Texto fornecido ::
..............................

Monday, June 4, 2007

Raul de Souza, o craque do trombone


Raul de Souza, o craque do trombone
“Aos 72 anos, o trombonista brasileiro mais famoso internacionalmente faz uma retrospectiva de sua carreira”
Arnaldo DeSouteiro*

Artigo escrito por Arnaldo DeSouteiros em 28 de Setembro de 2006 e publicado originalmente na revista "Sax & Metais"

Desde o início das comemorações por conta de seus 70 anos, em 2004, que incluiram até mesmo um documentário sobre sua vida, Raul de Souza não pára. Agora, decidiu viver na ponte aérea Rio-Paris. Além de se preparar para lançar um novo disco com músicos brasileiros, segue se apresentando com sua banda francesa na noite parisiense. “Montei um conjunto com a bela saxofonista Claire Michael que mistura ritmos brasileiros e sons eletrônicos, bem na linha dançante do acid-jazz. Mas para o mercado brasileiro tem que ser outra jogada, por isso eu fiz o "Jazzmim" numa outra onda”, revela. Em férias no Rio com a esposa Yolaine, o mais completo, versátil e expressivo trombonista brasileiro de todos os tempos - e também o único a alcançar fama mundial, graças a seus trabalhos com Airto Moreira, Flora Purim, Sonny Rollins, Cal Tjader e George Duke – ainda usufrui da ótima repercussão causada pelo relançamento de seu álbum de estréia-solo, “À Vontade Mesmo”, cuja reedição eu tive a honra de produzir para a série "RCA 100 Anos de Música".

..............................

Seu objetivo ::
Você pode transcrever integralmente o texto sobre Raul de Souza, sem nenhuma alteração?

(Registros do conjunto de dados de anotação por pontos)

..............................

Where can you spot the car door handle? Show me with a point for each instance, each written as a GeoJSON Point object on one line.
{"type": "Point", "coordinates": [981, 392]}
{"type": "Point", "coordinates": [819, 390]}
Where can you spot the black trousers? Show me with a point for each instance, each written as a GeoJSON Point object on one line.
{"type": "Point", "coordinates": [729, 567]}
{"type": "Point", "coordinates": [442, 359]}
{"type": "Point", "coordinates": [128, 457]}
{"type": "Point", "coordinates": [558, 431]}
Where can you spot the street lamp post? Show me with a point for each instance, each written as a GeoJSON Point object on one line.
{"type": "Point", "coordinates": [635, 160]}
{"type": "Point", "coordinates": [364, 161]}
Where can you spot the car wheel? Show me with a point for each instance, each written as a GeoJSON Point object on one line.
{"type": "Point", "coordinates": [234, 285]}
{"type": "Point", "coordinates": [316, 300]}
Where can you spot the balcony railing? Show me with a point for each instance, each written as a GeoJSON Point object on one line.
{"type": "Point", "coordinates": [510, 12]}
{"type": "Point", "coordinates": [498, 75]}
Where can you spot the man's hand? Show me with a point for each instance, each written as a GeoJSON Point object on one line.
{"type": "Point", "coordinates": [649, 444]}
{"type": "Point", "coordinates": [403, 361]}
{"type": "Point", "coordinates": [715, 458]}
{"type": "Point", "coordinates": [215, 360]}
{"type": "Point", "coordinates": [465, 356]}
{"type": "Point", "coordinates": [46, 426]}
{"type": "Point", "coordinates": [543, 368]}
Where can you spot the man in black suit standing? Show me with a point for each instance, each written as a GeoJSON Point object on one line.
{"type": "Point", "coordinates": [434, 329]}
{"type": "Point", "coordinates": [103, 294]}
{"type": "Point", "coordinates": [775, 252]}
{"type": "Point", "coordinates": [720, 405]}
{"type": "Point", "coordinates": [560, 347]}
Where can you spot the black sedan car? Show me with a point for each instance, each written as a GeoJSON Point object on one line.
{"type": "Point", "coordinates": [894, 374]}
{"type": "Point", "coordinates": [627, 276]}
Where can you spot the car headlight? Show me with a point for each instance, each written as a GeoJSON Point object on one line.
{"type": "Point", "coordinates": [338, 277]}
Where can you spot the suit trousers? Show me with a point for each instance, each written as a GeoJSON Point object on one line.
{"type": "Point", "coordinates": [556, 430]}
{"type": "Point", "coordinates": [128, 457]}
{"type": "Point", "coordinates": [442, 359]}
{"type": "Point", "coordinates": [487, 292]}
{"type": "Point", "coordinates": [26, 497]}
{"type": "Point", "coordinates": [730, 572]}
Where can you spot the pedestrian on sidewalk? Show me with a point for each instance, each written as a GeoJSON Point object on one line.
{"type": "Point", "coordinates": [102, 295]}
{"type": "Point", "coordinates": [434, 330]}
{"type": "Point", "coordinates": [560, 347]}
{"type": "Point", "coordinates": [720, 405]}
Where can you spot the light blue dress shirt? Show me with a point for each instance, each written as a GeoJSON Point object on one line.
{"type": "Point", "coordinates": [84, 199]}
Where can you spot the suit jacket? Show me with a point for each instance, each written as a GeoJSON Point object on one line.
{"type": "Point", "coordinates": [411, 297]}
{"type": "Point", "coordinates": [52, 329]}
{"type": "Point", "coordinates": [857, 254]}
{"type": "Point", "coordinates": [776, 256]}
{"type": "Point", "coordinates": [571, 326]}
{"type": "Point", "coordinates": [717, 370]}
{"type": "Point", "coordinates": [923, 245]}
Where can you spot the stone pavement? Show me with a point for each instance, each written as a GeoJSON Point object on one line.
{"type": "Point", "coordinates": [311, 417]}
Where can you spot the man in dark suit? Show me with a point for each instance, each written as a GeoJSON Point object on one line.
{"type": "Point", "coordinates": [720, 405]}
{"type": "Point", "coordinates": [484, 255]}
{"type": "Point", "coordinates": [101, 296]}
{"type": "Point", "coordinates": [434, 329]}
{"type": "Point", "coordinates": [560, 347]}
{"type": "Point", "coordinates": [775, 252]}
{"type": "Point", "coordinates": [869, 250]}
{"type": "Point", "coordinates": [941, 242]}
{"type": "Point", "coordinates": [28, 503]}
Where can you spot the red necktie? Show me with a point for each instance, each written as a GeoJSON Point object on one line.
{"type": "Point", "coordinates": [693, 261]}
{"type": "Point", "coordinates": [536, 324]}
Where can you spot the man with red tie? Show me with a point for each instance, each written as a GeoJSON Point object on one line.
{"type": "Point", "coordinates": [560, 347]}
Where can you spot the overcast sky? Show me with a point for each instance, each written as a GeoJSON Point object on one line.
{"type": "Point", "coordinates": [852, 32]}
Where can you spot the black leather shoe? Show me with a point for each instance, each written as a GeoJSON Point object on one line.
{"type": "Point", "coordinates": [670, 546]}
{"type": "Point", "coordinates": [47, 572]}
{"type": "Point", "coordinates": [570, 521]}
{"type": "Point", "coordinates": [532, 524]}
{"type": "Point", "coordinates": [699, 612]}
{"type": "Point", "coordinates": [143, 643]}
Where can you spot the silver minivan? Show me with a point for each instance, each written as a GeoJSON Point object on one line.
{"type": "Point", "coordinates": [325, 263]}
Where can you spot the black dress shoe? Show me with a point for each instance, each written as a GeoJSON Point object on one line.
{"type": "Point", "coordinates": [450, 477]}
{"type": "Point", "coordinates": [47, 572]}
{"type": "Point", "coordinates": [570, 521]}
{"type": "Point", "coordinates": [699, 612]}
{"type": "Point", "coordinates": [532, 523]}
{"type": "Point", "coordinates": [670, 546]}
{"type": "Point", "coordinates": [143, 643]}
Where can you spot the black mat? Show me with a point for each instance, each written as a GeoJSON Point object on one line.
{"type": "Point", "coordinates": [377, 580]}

..............................

Solução completa ::
Monday, June 4, 2007

Raul de Souza, o craque do trombone


Raul de Souza, o craque do trombone
“Aos 72 anos, o trombonista brasileiro mais famoso internacionalmente faz uma retrospectiva de sua carreira”
Arnaldo DeSouteiro*

Artigo escrito por Arnaldo DeSouteiros em 28 de Setembro de 2006 e publicado originalmente na revista "Sax & Metais"

Desde o início das comemorações por conta de seus 70 anos, em 2004, que incluiram até mesmo um documentário sobre sua vida, Raul de Souza não pára. Agora, decidiu viver na ponte aérea Rio-Paris. Além de se preparar para lançar um novo disco com músicos brasileiros, segue se apresentando com sua banda francesa na noite parisiense. “Montei um conjunto com a bela saxofonista Claire Michael que mistura ritmos brasileiros e sons eletrônicos, bem na linha dançante do acid-jazz. Mas para o mercado brasileiro tem que ser outra jogada, por isso eu fiz o "Jazzmim" numa outra onda”, revela. Em férias no Rio com a esposa Yolaine, o mais completo, versátil e expressivo trombonista brasileiro de todos os tempos - e também o único a alcançar fama mundial, graças a seus trabalhos com Airto Moreira, Flora Purim, Sonny Rollins, Cal Tjader e George Duke – ainda usufrui da ótima repercussão causada pelo relançamento de seu álbum de estréia-solo, “À Vontade Mesmo”, cuja reedição eu tive a honra de produzir para a série "RCA 100 Anos de Música".